## [Instructions to follow]
Nothing outside the range below should be printed. Output exactly the lines from the line with "# drop a dot on each instance of the dock" to the line with "# drop a dot on each instance of the green grass", both included.

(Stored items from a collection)
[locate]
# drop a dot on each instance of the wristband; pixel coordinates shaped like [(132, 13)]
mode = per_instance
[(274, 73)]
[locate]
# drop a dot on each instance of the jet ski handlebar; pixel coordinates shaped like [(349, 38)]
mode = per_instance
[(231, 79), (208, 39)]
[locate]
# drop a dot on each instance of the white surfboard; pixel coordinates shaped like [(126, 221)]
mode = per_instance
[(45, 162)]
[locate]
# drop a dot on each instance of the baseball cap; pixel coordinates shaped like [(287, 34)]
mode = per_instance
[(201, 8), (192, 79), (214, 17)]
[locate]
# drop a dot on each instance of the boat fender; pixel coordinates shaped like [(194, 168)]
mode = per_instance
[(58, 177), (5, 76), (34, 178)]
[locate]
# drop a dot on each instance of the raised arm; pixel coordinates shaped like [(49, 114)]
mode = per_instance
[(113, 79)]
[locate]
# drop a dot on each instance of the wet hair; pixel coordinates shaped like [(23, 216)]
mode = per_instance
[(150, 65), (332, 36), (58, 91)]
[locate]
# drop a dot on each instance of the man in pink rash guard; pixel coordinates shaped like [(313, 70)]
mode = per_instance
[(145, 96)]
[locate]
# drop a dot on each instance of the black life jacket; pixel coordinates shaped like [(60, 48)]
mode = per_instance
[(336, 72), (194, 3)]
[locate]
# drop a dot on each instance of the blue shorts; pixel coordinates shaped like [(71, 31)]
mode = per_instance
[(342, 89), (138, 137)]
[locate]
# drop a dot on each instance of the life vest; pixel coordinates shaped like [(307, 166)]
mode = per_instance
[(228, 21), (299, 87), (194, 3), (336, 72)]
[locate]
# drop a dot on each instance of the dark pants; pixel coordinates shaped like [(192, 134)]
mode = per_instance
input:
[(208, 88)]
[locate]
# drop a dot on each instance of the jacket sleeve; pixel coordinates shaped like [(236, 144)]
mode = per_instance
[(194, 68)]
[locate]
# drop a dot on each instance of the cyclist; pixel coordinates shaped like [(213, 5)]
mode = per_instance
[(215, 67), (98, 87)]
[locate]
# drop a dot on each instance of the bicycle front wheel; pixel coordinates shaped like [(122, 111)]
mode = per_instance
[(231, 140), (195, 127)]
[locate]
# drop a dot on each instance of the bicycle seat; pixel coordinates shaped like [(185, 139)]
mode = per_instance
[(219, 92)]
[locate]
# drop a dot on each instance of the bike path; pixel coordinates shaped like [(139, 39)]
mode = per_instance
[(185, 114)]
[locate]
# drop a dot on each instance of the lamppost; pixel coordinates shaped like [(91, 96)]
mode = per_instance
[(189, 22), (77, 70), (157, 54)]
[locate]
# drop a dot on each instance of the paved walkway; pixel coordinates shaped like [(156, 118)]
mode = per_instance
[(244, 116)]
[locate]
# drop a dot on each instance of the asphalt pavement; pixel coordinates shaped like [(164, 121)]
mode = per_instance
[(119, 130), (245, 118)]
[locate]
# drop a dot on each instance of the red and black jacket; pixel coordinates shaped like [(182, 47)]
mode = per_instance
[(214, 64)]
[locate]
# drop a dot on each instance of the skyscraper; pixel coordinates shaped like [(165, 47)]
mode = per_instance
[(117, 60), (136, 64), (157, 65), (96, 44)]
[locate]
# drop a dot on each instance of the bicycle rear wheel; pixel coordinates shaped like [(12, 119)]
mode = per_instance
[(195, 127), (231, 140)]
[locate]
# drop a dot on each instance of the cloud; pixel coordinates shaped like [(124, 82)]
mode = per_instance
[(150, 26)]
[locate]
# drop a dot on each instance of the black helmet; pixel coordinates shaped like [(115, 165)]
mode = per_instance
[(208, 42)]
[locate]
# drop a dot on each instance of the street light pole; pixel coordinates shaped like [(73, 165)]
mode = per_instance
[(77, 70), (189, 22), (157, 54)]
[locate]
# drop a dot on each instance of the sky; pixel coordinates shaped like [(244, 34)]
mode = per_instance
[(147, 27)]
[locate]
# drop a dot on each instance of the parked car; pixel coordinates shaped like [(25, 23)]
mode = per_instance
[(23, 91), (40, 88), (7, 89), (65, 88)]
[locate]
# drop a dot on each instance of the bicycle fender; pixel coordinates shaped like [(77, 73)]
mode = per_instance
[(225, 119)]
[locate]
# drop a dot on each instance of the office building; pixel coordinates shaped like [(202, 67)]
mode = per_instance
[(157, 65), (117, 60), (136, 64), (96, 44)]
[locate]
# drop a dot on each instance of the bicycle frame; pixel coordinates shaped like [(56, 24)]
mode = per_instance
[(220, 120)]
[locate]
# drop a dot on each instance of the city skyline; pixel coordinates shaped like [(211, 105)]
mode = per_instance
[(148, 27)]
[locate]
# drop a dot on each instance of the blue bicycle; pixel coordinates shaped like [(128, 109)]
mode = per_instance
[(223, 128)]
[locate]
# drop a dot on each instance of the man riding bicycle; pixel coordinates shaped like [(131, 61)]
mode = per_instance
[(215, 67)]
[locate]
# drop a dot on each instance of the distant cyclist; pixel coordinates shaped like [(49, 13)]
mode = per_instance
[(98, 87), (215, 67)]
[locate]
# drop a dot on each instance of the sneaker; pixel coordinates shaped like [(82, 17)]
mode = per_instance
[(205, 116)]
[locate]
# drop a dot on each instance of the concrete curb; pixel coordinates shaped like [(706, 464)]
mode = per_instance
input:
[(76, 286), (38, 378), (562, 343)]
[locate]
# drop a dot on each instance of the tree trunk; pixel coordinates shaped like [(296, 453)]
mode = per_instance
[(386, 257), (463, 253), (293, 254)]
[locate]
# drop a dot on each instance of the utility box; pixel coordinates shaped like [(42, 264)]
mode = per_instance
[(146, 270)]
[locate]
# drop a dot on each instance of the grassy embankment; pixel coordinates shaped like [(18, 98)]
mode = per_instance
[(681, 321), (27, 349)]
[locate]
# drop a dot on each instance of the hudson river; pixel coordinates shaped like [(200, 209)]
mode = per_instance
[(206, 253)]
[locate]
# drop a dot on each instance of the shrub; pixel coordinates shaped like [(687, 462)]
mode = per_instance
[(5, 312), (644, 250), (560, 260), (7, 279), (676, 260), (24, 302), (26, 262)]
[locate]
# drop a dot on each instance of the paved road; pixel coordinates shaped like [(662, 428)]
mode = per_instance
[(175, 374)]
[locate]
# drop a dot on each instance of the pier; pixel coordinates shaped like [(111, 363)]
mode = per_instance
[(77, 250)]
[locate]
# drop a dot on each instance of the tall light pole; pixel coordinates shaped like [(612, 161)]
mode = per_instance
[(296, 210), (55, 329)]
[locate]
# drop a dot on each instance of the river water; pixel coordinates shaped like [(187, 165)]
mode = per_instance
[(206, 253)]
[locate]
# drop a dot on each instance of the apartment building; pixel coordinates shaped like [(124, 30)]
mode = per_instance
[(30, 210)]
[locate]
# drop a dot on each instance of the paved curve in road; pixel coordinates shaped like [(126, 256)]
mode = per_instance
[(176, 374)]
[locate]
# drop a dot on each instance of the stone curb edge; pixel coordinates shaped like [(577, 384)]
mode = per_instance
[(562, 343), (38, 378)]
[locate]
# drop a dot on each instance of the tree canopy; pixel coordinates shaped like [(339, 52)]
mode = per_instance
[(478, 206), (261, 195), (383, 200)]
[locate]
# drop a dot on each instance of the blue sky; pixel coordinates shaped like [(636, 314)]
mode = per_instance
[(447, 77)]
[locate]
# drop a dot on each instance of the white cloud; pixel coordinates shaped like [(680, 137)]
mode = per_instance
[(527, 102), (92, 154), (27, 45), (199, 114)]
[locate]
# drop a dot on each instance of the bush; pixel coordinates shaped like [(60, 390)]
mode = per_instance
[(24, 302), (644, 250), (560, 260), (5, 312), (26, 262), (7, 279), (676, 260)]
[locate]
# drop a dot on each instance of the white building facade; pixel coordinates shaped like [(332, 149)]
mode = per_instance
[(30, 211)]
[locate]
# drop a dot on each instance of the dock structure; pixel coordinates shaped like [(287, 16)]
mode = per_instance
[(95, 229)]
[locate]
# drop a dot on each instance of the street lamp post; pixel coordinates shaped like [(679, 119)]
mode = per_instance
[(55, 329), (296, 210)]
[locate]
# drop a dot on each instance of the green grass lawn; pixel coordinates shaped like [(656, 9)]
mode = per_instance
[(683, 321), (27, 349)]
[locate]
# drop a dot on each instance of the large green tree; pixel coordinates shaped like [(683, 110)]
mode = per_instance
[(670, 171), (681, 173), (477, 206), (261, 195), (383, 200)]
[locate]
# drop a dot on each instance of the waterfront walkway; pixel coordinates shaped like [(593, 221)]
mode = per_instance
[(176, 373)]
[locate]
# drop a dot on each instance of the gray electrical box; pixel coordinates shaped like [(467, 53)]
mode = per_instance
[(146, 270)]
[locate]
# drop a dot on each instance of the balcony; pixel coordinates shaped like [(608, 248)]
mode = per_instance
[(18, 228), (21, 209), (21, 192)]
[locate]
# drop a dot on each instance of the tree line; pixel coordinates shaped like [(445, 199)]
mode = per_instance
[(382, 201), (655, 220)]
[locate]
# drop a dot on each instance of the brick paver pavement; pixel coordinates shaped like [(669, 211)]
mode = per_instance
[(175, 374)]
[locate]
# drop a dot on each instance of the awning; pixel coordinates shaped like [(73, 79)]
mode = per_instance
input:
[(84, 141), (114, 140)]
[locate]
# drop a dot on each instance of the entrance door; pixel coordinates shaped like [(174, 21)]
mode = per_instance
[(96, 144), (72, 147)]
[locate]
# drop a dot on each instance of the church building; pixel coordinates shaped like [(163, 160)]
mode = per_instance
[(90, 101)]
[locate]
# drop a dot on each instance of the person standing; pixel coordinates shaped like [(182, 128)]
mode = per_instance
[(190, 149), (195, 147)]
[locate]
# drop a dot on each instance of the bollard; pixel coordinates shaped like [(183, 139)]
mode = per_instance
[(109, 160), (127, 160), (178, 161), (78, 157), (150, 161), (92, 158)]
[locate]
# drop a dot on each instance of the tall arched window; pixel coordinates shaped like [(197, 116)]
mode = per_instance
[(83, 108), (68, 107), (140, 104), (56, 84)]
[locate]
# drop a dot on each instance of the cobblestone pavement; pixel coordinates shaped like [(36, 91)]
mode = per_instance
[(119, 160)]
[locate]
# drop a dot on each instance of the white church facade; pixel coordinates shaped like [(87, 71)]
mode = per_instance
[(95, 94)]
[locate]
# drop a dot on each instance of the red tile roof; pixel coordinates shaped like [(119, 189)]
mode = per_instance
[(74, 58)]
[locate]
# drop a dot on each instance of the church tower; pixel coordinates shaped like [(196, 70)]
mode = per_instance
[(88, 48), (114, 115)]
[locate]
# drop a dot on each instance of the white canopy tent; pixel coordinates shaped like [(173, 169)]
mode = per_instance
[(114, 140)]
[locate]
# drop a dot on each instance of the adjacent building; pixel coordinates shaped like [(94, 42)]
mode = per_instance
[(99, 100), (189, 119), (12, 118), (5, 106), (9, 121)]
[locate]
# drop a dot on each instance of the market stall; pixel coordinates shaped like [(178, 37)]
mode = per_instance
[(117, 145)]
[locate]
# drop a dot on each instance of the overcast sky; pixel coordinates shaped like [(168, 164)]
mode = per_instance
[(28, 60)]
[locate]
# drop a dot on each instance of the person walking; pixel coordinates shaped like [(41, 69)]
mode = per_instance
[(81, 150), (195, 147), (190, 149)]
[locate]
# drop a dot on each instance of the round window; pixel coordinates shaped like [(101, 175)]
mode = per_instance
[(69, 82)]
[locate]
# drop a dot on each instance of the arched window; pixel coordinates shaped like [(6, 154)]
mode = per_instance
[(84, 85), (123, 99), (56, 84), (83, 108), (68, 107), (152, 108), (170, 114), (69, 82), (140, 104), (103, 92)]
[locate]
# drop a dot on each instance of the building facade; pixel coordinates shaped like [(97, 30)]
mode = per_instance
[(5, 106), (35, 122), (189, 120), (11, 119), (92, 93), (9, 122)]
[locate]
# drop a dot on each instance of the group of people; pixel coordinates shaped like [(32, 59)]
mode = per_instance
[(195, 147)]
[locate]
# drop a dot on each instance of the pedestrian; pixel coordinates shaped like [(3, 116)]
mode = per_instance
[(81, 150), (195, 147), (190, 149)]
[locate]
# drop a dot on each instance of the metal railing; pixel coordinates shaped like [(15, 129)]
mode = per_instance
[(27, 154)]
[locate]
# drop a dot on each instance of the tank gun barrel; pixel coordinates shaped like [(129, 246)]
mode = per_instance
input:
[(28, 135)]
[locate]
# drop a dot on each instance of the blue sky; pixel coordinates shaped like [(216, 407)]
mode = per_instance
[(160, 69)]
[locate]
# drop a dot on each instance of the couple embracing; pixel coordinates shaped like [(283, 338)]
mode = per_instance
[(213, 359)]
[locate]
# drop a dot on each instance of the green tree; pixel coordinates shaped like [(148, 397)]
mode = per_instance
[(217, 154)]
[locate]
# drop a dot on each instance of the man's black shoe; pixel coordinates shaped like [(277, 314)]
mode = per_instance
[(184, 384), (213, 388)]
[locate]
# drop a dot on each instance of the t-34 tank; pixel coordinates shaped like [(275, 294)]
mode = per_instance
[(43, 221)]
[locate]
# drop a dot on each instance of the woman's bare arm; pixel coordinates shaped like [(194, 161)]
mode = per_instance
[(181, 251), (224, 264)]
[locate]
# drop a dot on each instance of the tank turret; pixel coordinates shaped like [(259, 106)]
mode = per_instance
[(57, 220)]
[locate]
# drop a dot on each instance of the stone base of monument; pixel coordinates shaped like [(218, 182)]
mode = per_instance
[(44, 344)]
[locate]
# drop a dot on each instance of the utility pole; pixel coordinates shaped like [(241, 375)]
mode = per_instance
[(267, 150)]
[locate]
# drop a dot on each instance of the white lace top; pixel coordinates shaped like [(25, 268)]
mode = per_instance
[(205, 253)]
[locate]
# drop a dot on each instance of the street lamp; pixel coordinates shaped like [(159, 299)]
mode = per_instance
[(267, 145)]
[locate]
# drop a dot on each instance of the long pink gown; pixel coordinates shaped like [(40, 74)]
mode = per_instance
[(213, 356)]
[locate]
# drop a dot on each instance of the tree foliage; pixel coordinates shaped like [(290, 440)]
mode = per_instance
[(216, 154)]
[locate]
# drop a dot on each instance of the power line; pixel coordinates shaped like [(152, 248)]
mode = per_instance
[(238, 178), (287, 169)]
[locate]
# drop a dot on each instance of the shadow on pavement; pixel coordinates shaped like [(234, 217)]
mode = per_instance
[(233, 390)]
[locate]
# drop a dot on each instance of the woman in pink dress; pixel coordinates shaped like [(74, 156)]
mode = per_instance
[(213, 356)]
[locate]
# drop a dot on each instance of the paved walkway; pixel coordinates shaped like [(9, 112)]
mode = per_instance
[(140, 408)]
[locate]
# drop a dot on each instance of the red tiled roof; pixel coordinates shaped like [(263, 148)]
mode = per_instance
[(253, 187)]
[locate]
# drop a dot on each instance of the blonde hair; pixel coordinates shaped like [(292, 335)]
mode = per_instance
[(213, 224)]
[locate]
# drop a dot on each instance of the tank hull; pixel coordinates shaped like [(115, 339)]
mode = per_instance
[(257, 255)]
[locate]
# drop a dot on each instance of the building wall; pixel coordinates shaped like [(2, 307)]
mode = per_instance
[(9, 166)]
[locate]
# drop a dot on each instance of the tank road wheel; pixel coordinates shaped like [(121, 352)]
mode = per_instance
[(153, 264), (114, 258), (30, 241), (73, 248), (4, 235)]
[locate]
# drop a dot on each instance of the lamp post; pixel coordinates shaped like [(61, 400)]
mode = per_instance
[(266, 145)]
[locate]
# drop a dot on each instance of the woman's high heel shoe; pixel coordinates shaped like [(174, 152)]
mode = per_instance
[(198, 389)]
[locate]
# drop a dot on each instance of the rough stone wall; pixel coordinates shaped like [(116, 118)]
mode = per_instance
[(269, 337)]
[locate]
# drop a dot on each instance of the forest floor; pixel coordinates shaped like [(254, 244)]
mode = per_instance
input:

## [Exercise solution]
# drop a dot on each instance of the dock structure; pixel coordinates shaped like [(287, 16)]
mode = per_instance
[(95, 229)]
[locate]
# drop a dot on each instance of the street lamp post; pixel coordinates shaped like [(679, 119)]
mode = per_instance
[(55, 329), (296, 210)]
[locate]
# drop a dot on each instance of the green grass lawn; pixel coordinates shaped like [(656, 9)]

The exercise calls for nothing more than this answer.